1. divination where people walk on a circle of letters until dizzy, the letters they stumble on being significant. Hence identical in form, but with a different agent, to alectryomancy.
2. divination by whirling a nicked coin on a circle of letters.

Etymology

Probably from Middle French gyromancie, from New Latin gyromantia, from Medieval Latin *gyromantia, from the ancient Greek gyros a ring, a circle, a spiral.

In New Latin - Cælius Calcagninus, Compendium amatoriæ magiæ (ed. Froben Bale, 1544) "Gyromantia, quotiens ex circulis in lævam dextramve declinantibus futura conjiciunt."

Variant Forms

gyromancye, giromancy, giromantie.

Citations

1557 in OED.

[1583 Weyer De praestigiis daemonum xv.: gyromanteia]

1652 Gaule The Magastromancer xix. 166: ..Gyromancy, by rounds or circles...

a1660 (1693) Urquhart tr. Rabelais Gargantua & Pantagruel iii. xxv. 133: By Giromancy, if thou shouldst turn round Circles, thou mightest assure thy self from me, that they would fall always on the wrong side.

1777 Brand Popular Antiquities (1844) iii. 330: [citing Gaule]

1832 Hone Year Bk 1517/2: [citing Gaule (via Brand)]

1852 Mackay Memoirs of Extraordinary Popular Delusions 252: Gyromancy, by circles. [citing Hone citing Gaule]

1855 Elihu Rich in Smedley et al. Occult Sci. 334: gyromancy Was performed by going round continually in a circle, the circumference of which was marked by letters. The presage was drawn from the words formed by the letters on which the inquirers stumbled when they became too giddy to stand. The object of this circumcursation was simply to exclude the interference of the will, and reduce the selection of letters to mere chance. In some species of enchantment, however, the act of turning round was to produce a prophetic delirium. The religious dances, and the rotation of certain fanatics on foot, with their arms stretched out, are of this nature. These cases really indicate a magical secret, of which, however, the deluded victims rarely possess any knowledge. In the phenomenon known as St. Vitus's Dance, and the movements of the convulsionaries, manifestations of spiritual intelligence were quite common. The tendency of the spiritual force is to act spirally, rhythmically, whether in the use of language or of the bodily members.

1868 Chambers's Encyc. V 174: GYROMANCY..was a method of divination by means of a circle, and was generally performed in the following manner: the soothsayer described a circle, and marked it all round with letters; then he commenced to walk round the circle, repeating his incantations, and at the places where he stopped the letters were carefully noted, and by the interpretation put upon these letters, the answer of the god was obtained.

1897 Urquhart tr. Rabelais Works of Rabelais III. xxv. 162: By giromancy...

1903 Daniels & Stevans Encyc. Occult Sci. (1971) III 1662: gyromancy - Consists in the whirling of a nicked coin in a circle of letters. Words are spelled out by taking those letters toward which the nick in the coin points in its various falls.

————————

**Directions**.
a) Give every spelling listed under "Variant Forms" in the gyromancy entry.
b) Write the next part of the gyromancy entry, starting after its final citation.

————————

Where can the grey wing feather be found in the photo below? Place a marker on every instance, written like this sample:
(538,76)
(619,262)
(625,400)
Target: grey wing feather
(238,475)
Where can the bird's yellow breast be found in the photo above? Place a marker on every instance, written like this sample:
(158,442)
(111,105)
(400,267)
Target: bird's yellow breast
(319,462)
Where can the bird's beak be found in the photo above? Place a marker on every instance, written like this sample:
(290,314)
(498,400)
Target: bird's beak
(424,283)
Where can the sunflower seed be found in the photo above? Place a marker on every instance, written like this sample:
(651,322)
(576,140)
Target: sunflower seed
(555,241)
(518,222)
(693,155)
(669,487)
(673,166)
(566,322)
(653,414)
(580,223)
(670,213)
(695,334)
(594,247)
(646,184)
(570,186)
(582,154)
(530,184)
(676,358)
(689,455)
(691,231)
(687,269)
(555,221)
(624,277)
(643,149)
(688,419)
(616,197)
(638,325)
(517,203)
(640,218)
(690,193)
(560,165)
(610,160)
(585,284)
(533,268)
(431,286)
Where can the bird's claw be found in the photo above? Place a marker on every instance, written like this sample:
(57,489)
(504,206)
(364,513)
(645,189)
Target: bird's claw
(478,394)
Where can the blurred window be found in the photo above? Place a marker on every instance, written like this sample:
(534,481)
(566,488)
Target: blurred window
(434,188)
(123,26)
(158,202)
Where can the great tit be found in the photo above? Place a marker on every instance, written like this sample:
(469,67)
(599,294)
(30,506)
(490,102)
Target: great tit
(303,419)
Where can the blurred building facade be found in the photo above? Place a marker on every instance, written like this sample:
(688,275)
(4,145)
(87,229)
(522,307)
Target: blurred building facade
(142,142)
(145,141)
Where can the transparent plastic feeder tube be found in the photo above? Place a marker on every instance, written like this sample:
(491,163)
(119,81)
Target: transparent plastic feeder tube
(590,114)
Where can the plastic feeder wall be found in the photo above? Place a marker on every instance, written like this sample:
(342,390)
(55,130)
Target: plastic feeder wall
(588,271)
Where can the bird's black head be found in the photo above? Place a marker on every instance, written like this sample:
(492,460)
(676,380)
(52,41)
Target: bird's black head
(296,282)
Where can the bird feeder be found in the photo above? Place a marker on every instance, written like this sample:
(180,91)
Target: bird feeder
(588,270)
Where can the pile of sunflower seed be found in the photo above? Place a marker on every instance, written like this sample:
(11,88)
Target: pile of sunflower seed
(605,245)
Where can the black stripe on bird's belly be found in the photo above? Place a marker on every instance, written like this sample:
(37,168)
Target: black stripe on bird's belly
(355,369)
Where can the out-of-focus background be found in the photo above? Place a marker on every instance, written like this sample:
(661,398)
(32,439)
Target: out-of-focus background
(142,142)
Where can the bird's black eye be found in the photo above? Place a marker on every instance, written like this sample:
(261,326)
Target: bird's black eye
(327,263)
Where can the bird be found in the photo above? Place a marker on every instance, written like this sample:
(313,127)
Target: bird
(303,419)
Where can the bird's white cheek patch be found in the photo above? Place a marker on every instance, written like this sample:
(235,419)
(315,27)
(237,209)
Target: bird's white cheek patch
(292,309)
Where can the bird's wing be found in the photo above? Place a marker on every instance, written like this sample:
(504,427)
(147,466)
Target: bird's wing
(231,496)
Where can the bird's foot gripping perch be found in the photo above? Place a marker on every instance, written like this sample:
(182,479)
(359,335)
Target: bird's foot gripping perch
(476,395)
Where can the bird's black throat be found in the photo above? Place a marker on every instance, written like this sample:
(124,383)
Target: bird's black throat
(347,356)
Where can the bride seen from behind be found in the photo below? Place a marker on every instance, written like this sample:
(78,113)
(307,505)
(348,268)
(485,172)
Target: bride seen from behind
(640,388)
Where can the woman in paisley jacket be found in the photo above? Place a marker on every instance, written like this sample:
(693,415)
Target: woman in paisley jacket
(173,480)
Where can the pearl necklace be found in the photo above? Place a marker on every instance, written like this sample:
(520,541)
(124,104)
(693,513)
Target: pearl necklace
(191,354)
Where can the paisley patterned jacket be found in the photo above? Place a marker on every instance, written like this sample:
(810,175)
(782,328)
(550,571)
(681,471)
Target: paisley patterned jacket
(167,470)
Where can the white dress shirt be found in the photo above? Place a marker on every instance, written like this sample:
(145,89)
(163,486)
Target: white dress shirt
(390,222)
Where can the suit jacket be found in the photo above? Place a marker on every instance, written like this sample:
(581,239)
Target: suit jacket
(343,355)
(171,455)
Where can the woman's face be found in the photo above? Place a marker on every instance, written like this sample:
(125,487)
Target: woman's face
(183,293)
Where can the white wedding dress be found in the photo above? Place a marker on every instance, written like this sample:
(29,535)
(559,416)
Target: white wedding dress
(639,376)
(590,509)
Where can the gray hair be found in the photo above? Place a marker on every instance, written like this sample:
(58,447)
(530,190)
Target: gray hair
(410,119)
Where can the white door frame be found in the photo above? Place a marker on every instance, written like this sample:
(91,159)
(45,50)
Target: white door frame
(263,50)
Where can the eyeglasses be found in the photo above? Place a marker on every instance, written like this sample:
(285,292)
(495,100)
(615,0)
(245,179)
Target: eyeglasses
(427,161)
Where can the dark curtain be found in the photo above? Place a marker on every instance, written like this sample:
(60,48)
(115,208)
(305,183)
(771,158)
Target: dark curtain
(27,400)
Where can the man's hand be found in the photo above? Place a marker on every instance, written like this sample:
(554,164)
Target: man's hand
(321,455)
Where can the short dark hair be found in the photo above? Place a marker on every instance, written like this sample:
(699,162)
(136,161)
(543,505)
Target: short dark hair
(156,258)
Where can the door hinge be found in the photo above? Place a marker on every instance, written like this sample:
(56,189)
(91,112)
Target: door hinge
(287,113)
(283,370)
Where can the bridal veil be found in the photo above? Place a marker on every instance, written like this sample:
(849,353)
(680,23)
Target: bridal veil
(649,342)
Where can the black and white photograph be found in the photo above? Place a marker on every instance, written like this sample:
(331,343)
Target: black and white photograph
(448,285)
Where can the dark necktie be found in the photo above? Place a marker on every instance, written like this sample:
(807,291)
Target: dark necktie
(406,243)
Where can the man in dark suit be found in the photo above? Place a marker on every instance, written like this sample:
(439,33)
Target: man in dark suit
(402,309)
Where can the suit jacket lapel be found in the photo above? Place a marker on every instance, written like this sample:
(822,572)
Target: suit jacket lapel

————————

**Task responses**.
a) gyromancye, giromancy, giromantie

b)
1904 Urquhart tr. Rabelais Gargantua & Pantagruel III. xxv. 153: By giromancy...

1920 L. Spence Encyc. Occult 199/2: [copying Rich]

1951 Works of Rabelais III. xxv. 361: By gyromancy, if thou shouldest turn round in circles, thou mightest assure thyself from me, that they would fall always on the wrong side.

1953 Gaynor (ed.) Dict. Mysticism (1974) 74: Gyromancy: Divination by having a person walk around a chalked circle until he collapses and observing the position of his body relative to the circle.

1955 Shipley Dict. Early Eng. (1963) 16: gyromancy, spinning in a circle.

1959 Robbins Encyc. of Witchcraft and Demonology 139: [citing Gaule] Gyromancy, by rounds or circles.

1970 Man, Myth & Magic v. 658: Gyromancy - by whirling round until dizziness causes a fall.

1970 Zolar Encyc. of Ancient & Forbidden Knowledge 466: GYROMANCY: This was performed by persons walking in a circle marked with letters until they became dizzy and stumbled at different points, thus, they were spelling out a prophecy.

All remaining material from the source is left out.